**** Passage provided ****
In the paper, we showcase how WNN offers the flexibility to integrate modalities that have individually been batch-corrected.
To showcase this scenario, we will use the last functionality of panpipes integration
workflow, the make merge_integration
. This task should be run after you have inspected the results of the integration and have decided which of the applied corrections you want to keep, for both uni and multimodal approaches.
To do this, you must modify the pipeline.yml
file and keep :
# -------------------------
# Creating the final object
# -------------------------
final_obj:
rna:
include: True
bc_choice: scvi
prot:
include: True
bc_choice: harmony
atac:
include: True
bc_choice: bbknn
multimodal:
include: True
bc_choice: WNN
and run
panpipes integration make merge_integration --local
once this is finished, you will find a new object in the main directory, namely teaseq_corrected.h5mu
.
Let's create a new directory inside the integration folder where we have just finished our run.
mkdir sub_integration && cd $_
ln -s ../teaseq_corrected.h5mu teaseq_temp.h5mu
cp ../pipeline.yml .
In the new pipeline.yml
we have just copied over, modify the name of the input file to teaseq_temp.h5mu
.
Then set false all the modalities batch_correction algorithms, keep only wnn as a multimodal integration method and change the wnn
parameters in the yaml file to instruct wnn to run on the batch corrected data from the prot
and atac
modalities in the h5mu input object, like so:
WNN:
modalities: rna,prot,atac
batch_corrected:
rna: scVI
prot: harmony
atac: bbknn
To compare the new vs the nobatch wnn run as we have done in integration
, we can create a batch_correction
directory in this subfolder and link the original file to this location by taking care of adding a string that will distinguish the original wnn run from this new one.
****
Work instruction 1: In the panpipes excerpt, what is the name of the new object that appears in the main directory once make merge_integration finishes?
Work instruction 2: From the panpipes excerpt, copy everything from "Let's create a" down to "cp ../pipeline.yml ." without any changes.
The records are separate material and have no connection to the panpipes excerpt.
**** Dataset extract ****
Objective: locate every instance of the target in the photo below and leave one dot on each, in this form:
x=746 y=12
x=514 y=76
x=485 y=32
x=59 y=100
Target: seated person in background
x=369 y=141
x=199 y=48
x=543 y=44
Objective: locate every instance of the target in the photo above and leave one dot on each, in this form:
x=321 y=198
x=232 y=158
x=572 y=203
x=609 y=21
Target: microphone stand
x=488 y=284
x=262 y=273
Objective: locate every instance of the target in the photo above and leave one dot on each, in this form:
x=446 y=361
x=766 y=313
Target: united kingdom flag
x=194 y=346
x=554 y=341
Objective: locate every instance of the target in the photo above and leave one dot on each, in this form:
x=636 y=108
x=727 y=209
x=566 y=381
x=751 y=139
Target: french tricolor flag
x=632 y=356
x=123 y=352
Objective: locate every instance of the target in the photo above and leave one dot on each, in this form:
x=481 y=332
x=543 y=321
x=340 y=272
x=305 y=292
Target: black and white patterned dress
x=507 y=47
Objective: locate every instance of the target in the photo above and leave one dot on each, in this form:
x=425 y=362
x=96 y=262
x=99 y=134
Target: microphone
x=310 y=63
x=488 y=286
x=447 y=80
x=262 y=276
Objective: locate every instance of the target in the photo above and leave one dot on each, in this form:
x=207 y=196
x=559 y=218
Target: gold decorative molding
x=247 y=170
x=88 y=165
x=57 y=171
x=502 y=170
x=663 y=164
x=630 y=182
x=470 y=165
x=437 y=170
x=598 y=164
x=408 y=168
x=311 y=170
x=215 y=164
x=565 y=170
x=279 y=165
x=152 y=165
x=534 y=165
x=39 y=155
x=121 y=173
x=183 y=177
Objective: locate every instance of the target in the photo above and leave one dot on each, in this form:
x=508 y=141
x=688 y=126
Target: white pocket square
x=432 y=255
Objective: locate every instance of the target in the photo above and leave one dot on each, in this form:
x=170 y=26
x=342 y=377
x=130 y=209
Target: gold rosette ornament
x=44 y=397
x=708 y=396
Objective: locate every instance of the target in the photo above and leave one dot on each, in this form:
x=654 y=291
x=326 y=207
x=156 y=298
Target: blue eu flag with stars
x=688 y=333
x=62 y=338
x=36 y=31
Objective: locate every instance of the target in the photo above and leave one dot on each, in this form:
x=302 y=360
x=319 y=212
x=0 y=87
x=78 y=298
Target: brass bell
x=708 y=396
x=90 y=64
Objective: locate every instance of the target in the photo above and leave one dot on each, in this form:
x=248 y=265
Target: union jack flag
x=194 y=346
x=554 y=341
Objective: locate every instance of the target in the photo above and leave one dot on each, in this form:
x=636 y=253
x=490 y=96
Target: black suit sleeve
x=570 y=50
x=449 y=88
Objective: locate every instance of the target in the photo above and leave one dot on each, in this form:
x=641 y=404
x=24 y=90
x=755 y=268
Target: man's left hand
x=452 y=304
****
Response area 1: teaseq_corrected.h5mu

Response area 2:
Let's create a new directory inside the integration folder where we have just finished our run.
mkdir sub_integration && cd $_
ln -s ../teaseq_corrected.h5mu teaseq_temp.h5mu
cp ../pipeline.yml .